[Entries taken from a point annotation set]
((

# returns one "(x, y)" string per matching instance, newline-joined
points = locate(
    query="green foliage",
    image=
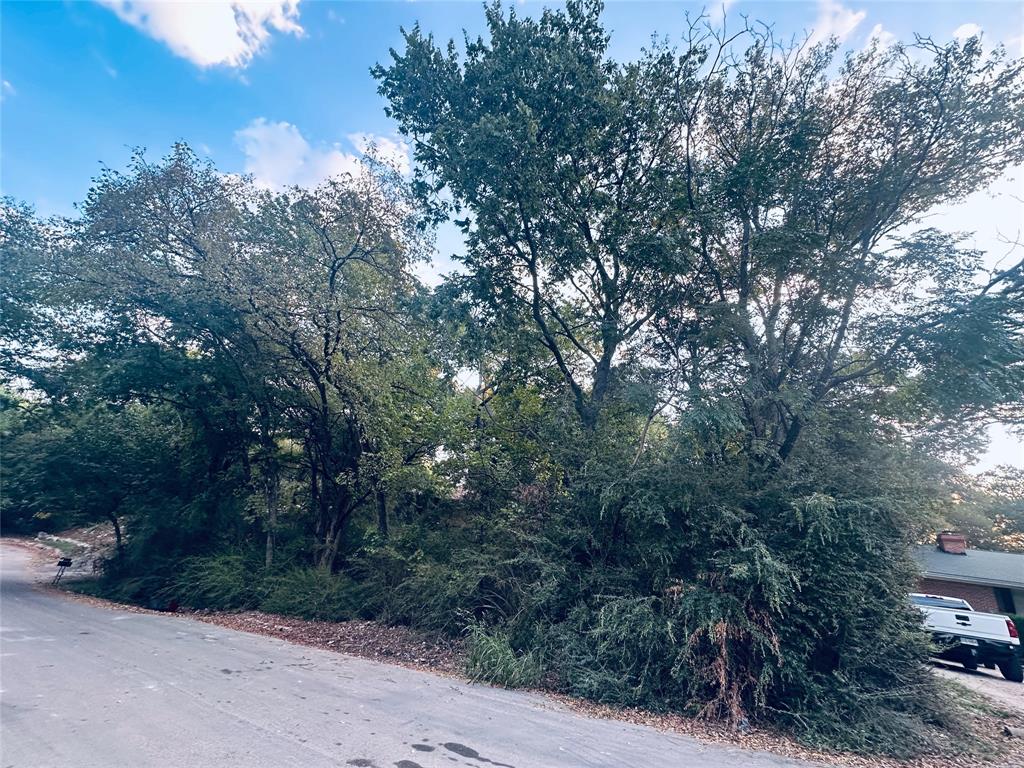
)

))
((

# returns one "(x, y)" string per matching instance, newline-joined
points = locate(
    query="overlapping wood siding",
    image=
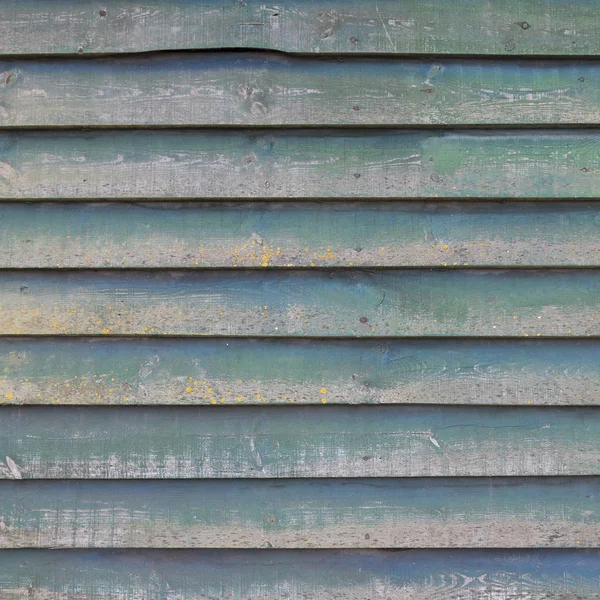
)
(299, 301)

))
((

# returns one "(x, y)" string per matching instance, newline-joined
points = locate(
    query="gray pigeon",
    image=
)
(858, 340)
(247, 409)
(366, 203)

))

What is expected: Count the lines in the items above that contain the string "query", and give only that number.

In response: 3